[Opening Data for processing section]
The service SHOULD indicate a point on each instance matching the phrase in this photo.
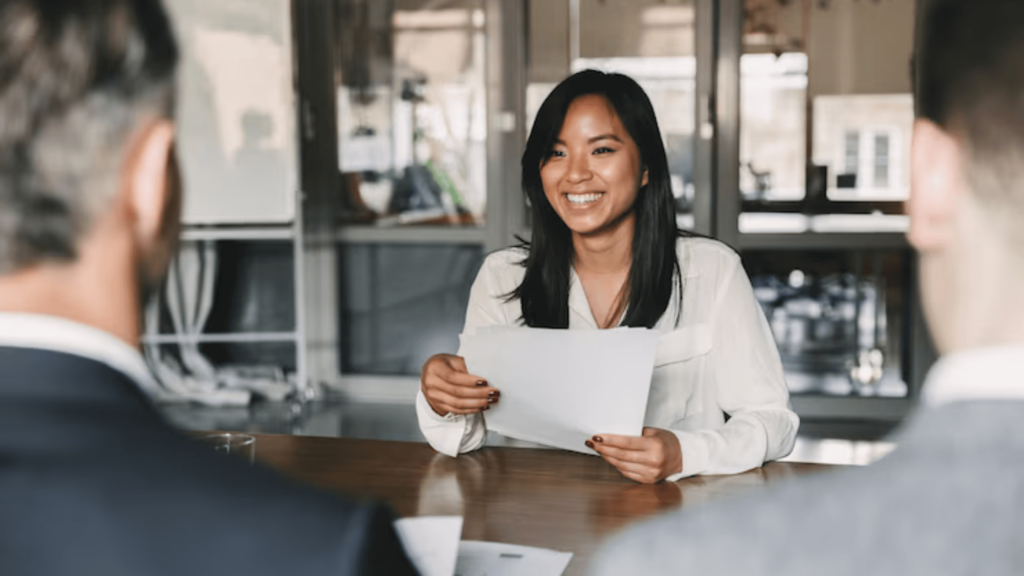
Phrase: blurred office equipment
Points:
(227, 324)
(787, 130)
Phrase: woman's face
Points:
(594, 172)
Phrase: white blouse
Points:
(718, 359)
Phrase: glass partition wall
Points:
(814, 116)
(787, 128)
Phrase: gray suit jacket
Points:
(949, 500)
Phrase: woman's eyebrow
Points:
(593, 139)
(604, 137)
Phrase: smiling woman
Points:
(605, 251)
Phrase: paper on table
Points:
(561, 386)
(496, 559)
(431, 542)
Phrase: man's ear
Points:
(936, 182)
(148, 194)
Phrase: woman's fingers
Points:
(449, 387)
(643, 457)
(623, 442)
(633, 470)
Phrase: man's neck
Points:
(989, 310)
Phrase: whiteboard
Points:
(236, 111)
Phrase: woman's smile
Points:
(584, 200)
(593, 173)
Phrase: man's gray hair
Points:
(77, 79)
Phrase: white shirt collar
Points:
(57, 334)
(991, 373)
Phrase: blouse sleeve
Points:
(747, 377)
(455, 434)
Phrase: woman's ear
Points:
(936, 182)
(147, 180)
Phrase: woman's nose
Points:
(579, 169)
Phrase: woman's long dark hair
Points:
(654, 268)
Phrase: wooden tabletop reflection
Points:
(547, 498)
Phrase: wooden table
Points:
(547, 498)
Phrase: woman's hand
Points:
(647, 458)
(449, 387)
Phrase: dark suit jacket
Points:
(92, 482)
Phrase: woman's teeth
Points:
(583, 198)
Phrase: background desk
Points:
(547, 498)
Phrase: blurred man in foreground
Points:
(950, 499)
(91, 481)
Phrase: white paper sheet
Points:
(431, 542)
(559, 387)
(495, 559)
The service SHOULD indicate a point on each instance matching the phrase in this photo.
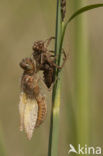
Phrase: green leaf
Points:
(78, 12)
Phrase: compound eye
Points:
(28, 66)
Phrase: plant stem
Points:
(54, 125)
(81, 77)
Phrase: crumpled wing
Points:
(22, 105)
(30, 116)
(42, 110)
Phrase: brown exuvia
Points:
(45, 60)
(32, 106)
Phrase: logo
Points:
(84, 149)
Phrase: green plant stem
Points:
(54, 125)
(81, 71)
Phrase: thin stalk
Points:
(2, 149)
(81, 77)
(54, 125)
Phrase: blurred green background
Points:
(22, 23)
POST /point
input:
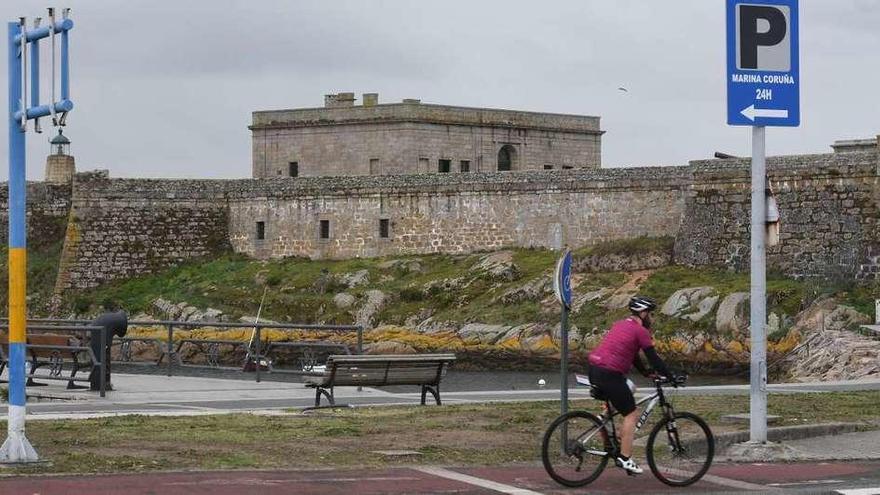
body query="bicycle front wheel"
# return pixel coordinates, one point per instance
(575, 448)
(680, 449)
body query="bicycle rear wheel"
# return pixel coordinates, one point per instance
(575, 448)
(680, 450)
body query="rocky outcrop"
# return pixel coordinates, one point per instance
(836, 355)
(622, 262)
(389, 347)
(733, 314)
(374, 302)
(344, 300)
(499, 265)
(355, 279)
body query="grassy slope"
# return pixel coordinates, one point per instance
(234, 285)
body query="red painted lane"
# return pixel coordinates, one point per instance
(409, 481)
(612, 480)
(367, 482)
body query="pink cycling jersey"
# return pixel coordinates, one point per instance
(621, 344)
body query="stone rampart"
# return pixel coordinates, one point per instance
(829, 207)
(122, 228)
(830, 226)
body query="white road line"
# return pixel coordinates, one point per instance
(471, 480)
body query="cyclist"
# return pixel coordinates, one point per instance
(613, 358)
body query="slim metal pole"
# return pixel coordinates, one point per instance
(17, 448)
(103, 356)
(758, 300)
(257, 351)
(170, 348)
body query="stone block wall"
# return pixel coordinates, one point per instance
(829, 208)
(455, 213)
(48, 206)
(412, 138)
(121, 228)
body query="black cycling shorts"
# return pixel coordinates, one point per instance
(613, 385)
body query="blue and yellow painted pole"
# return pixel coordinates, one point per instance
(17, 448)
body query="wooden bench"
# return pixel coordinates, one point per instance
(309, 359)
(55, 351)
(425, 370)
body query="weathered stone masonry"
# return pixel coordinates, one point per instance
(118, 228)
(414, 138)
(829, 209)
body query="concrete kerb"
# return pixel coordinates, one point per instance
(735, 446)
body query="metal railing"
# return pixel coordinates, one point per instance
(99, 362)
(256, 353)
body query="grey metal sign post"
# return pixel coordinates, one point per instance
(763, 89)
(562, 288)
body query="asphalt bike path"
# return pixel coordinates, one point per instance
(852, 478)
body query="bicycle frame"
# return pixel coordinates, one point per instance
(653, 400)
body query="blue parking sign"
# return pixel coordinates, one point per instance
(763, 72)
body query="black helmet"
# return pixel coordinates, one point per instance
(641, 303)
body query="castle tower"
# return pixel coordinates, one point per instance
(60, 165)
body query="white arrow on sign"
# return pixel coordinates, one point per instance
(751, 112)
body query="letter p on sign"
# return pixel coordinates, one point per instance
(763, 37)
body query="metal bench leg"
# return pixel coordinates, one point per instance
(34, 366)
(322, 390)
(435, 391)
(76, 367)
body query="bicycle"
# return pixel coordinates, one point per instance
(679, 458)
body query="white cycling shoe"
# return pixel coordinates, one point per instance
(628, 465)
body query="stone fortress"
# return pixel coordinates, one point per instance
(416, 138)
(337, 206)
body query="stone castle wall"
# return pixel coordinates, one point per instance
(412, 138)
(442, 213)
(829, 208)
(123, 227)
(411, 148)
(48, 206)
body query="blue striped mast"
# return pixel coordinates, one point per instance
(16, 448)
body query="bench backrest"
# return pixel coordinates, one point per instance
(47, 339)
(388, 369)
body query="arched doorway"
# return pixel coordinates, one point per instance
(506, 158)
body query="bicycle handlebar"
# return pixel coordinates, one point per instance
(675, 380)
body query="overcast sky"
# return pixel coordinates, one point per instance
(165, 88)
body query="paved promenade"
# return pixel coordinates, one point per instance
(178, 395)
(847, 467)
(862, 478)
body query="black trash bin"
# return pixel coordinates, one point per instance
(116, 324)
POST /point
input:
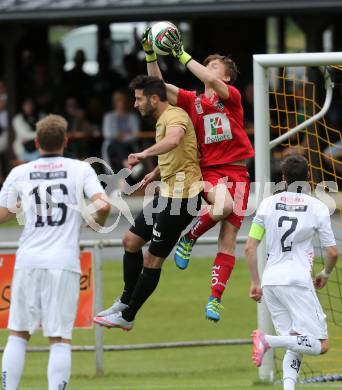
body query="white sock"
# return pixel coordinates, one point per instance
(291, 366)
(13, 360)
(59, 366)
(301, 344)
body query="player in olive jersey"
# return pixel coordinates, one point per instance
(217, 116)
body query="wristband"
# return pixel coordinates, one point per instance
(150, 56)
(324, 273)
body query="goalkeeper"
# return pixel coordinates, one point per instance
(217, 116)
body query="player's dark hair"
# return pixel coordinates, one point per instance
(51, 131)
(295, 168)
(231, 68)
(150, 86)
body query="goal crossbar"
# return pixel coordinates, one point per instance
(261, 65)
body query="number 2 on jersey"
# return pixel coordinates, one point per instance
(49, 205)
(293, 221)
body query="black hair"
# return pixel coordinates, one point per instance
(150, 86)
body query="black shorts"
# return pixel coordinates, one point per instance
(163, 220)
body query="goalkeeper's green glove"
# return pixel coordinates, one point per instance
(150, 55)
(177, 48)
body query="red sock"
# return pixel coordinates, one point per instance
(203, 223)
(220, 274)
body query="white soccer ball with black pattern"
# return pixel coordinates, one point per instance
(157, 36)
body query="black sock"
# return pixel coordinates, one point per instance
(147, 283)
(132, 267)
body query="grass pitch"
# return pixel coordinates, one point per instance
(175, 312)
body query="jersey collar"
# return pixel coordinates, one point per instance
(50, 155)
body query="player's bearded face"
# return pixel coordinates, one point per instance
(143, 104)
(217, 68)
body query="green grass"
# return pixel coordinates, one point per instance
(175, 312)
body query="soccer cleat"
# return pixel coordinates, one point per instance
(115, 308)
(114, 321)
(260, 346)
(213, 309)
(183, 252)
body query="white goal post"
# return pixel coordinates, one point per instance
(261, 65)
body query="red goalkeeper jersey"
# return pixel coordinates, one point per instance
(218, 123)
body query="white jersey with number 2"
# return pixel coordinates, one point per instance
(291, 221)
(50, 190)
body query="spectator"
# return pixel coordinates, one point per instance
(3, 132)
(120, 129)
(24, 126)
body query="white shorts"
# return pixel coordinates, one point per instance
(46, 297)
(295, 309)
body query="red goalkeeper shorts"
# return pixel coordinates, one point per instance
(236, 179)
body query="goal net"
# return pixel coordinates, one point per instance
(303, 101)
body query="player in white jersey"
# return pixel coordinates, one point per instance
(45, 287)
(289, 221)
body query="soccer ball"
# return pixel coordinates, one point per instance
(157, 34)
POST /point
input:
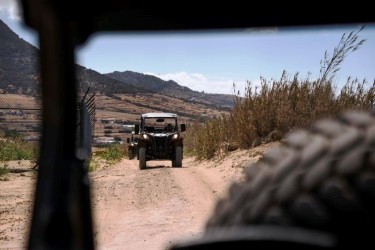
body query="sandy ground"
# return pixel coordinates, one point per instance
(135, 209)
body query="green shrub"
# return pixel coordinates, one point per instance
(17, 150)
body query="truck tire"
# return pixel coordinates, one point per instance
(142, 158)
(177, 162)
(321, 180)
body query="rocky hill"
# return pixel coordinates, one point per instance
(171, 88)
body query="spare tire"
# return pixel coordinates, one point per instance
(320, 182)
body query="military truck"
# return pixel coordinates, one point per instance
(160, 138)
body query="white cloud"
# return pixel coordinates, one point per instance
(12, 8)
(200, 82)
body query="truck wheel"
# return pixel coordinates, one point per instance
(142, 158)
(321, 180)
(130, 154)
(177, 162)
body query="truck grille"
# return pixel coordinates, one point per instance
(160, 146)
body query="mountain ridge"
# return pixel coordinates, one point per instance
(19, 74)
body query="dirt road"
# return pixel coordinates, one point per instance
(132, 208)
(152, 208)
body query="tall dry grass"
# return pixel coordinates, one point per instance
(266, 112)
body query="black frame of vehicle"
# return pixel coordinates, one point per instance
(62, 217)
(160, 138)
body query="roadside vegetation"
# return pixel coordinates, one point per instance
(13, 148)
(267, 112)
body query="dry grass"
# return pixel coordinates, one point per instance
(276, 107)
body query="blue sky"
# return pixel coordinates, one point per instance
(212, 62)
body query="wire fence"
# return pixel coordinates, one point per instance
(20, 128)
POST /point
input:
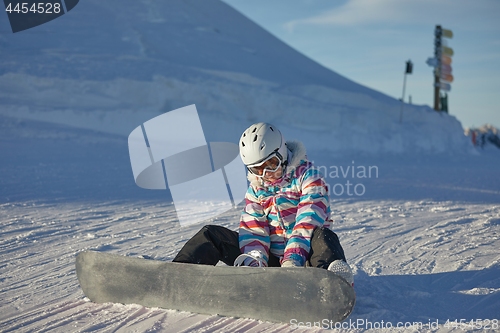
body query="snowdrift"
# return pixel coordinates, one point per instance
(112, 65)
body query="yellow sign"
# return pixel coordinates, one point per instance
(447, 33)
(446, 60)
(447, 50)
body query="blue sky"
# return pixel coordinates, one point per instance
(369, 41)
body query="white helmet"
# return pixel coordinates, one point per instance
(261, 140)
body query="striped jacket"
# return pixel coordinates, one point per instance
(279, 218)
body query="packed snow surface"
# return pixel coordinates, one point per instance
(423, 239)
(416, 206)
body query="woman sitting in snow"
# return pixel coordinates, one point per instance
(286, 218)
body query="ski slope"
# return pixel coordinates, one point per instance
(423, 240)
(421, 232)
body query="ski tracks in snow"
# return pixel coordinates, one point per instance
(414, 261)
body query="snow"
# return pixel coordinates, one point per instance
(421, 231)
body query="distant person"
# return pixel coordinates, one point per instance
(286, 220)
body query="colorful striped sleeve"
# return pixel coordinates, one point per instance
(254, 228)
(312, 211)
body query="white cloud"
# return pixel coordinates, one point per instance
(369, 12)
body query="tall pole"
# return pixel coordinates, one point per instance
(437, 69)
(402, 100)
(408, 70)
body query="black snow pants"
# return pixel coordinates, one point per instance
(213, 243)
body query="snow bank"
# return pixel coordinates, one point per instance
(133, 61)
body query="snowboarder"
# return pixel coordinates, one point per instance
(286, 219)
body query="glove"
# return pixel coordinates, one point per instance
(290, 263)
(253, 258)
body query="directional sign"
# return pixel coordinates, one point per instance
(445, 59)
(447, 51)
(445, 69)
(447, 33)
(431, 62)
(443, 86)
(446, 77)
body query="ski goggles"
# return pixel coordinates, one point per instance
(270, 164)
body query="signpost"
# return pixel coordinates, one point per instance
(442, 67)
(409, 70)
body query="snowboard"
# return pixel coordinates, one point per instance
(274, 294)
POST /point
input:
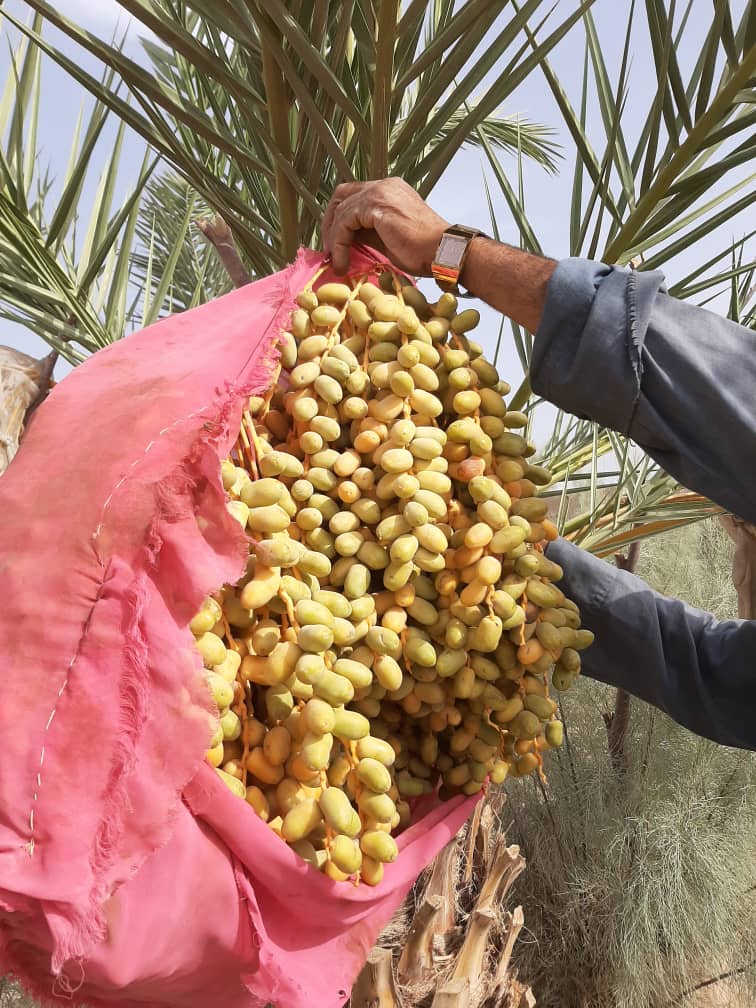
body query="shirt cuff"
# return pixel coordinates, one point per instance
(587, 354)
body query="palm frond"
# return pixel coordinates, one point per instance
(262, 109)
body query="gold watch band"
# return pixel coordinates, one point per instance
(451, 256)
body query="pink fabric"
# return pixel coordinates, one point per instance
(128, 873)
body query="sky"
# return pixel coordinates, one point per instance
(460, 196)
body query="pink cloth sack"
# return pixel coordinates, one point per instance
(128, 873)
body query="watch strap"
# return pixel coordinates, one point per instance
(447, 275)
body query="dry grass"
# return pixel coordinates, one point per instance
(639, 886)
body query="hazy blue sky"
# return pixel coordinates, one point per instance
(460, 196)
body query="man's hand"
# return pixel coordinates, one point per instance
(387, 215)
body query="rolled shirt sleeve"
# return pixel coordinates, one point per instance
(700, 670)
(678, 380)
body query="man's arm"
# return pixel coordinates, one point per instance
(609, 345)
(678, 380)
(699, 670)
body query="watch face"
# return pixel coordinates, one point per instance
(451, 250)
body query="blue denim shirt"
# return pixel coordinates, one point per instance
(681, 382)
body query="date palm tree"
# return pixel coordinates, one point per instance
(255, 111)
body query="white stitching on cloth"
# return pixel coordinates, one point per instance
(98, 530)
(35, 794)
(136, 462)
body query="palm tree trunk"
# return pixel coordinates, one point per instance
(618, 722)
(743, 535)
(24, 382)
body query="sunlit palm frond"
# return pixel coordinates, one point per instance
(264, 108)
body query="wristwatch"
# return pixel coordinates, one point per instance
(450, 257)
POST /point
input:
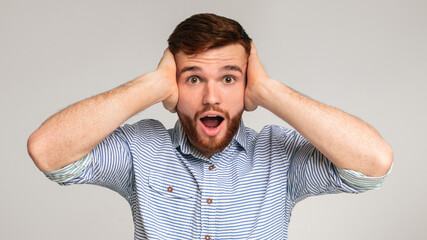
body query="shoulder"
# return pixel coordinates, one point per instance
(144, 128)
(274, 135)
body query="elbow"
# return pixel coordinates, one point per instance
(383, 162)
(37, 151)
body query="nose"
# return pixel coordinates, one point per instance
(211, 95)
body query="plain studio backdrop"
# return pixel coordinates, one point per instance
(368, 58)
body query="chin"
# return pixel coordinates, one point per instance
(211, 129)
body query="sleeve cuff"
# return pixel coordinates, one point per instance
(70, 171)
(360, 181)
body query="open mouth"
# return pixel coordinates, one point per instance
(211, 121)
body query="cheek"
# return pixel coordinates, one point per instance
(185, 100)
(236, 100)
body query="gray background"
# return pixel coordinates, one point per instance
(368, 58)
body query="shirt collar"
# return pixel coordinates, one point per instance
(179, 139)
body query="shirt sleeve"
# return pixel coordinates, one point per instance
(109, 165)
(310, 173)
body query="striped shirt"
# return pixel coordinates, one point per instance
(247, 191)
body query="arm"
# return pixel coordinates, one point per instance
(73, 132)
(344, 139)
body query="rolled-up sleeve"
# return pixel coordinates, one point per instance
(359, 180)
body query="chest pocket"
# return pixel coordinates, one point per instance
(173, 184)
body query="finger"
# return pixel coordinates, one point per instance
(166, 59)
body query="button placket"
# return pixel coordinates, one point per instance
(208, 201)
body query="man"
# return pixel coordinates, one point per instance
(210, 177)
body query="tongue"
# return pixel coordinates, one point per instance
(211, 122)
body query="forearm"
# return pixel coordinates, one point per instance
(344, 139)
(73, 132)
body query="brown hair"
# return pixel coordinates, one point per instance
(205, 31)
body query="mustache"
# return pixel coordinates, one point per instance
(211, 108)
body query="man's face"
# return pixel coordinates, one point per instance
(211, 87)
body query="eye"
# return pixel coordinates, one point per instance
(193, 80)
(228, 79)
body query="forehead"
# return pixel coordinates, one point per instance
(233, 54)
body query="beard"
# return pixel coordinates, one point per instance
(209, 145)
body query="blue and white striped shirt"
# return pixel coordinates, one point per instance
(247, 191)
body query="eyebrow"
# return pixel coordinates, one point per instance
(196, 68)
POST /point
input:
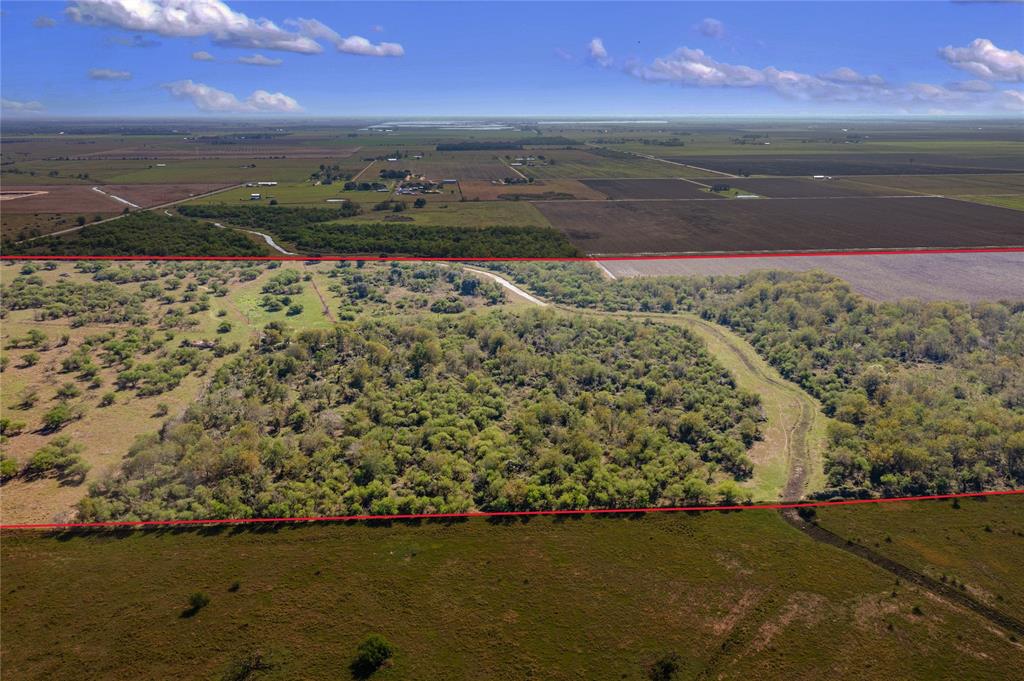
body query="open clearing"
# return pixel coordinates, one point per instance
(650, 188)
(787, 187)
(551, 598)
(776, 224)
(60, 199)
(852, 163)
(968, 277)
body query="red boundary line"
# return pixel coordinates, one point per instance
(498, 514)
(376, 258)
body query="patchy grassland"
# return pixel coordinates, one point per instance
(734, 596)
(977, 545)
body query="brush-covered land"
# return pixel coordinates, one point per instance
(927, 397)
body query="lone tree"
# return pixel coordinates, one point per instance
(371, 655)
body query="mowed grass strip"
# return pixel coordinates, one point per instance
(548, 598)
(977, 543)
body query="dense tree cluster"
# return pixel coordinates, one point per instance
(385, 290)
(497, 411)
(142, 233)
(928, 397)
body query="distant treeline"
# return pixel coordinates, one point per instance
(499, 145)
(313, 230)
(426, 241)
(270, 217)
(142, 233)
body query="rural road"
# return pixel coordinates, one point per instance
(793, 413)
(124, 201)
(118, 217)
(269, 241)
(788, 453)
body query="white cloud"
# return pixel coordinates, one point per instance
(598, 53)
(259, 60)
(693, 68)
(190, 18)
(848, 75)
(211, 99)
(971, 86)
(109, 75)
(350, 45)
(982, 58)
(15, 105)
(359, 45)
(711, 28)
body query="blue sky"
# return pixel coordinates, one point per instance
(172, 57)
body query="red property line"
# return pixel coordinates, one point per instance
(397, 258)
(499, 514)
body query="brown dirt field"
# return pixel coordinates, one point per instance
(948, 184)
(649, 188)
(780, 224)
(61, 199)
(484, 190)
(788, 187)
(155, 195)
(854, 163)
(967, 277)
(14, 224)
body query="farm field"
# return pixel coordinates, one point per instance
(777, 224)
(799, 187)
(968, 277)
(552, 598)
(650, 188)
(519, 162)
(540, 189)
(772, 163)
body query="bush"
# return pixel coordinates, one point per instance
(60, 457)
(197, 601)
(8, 468)
(664, 669)
(371, 655)
(59, 415)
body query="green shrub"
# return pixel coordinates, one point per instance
(371, 655)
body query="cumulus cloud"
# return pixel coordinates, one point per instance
(190, 18)
(982, 58)
(971, 86)
(597, 52)
(351, 45)
(259, 60)
(848, 75)
(22, 107)
(694, 68)
(208, 98)
(109, 75)
(134, 41)
(711, 28)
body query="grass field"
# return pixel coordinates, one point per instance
(734, 596)
(976, 543)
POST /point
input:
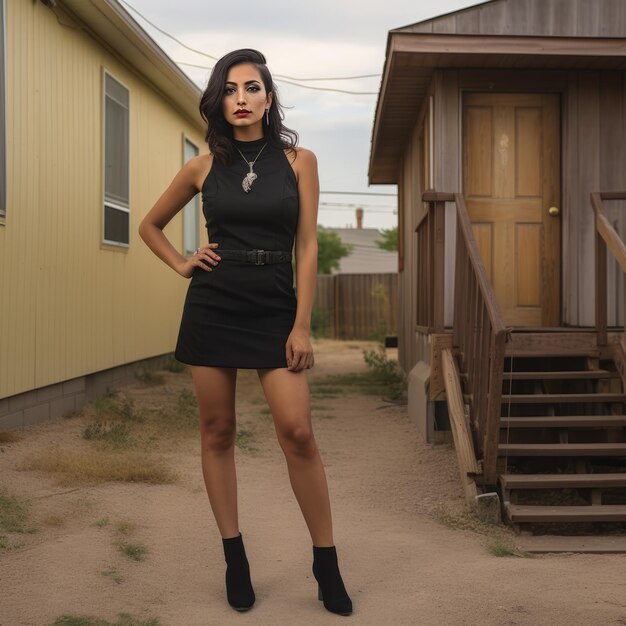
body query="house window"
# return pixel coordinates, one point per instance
(191, 238)
(3, 160)
(116, 163)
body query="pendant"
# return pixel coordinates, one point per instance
(249, 179)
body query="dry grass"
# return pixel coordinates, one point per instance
(9, 437)
(92, 467)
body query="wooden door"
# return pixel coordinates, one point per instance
(511, 183)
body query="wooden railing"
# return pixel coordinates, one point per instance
(430, 264)
(606, 238)
(479, 334)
[Closing Data for processing section]
- Try it
Say, as a single number, how many lines of the records hold the word "dirt".

- Answer box
2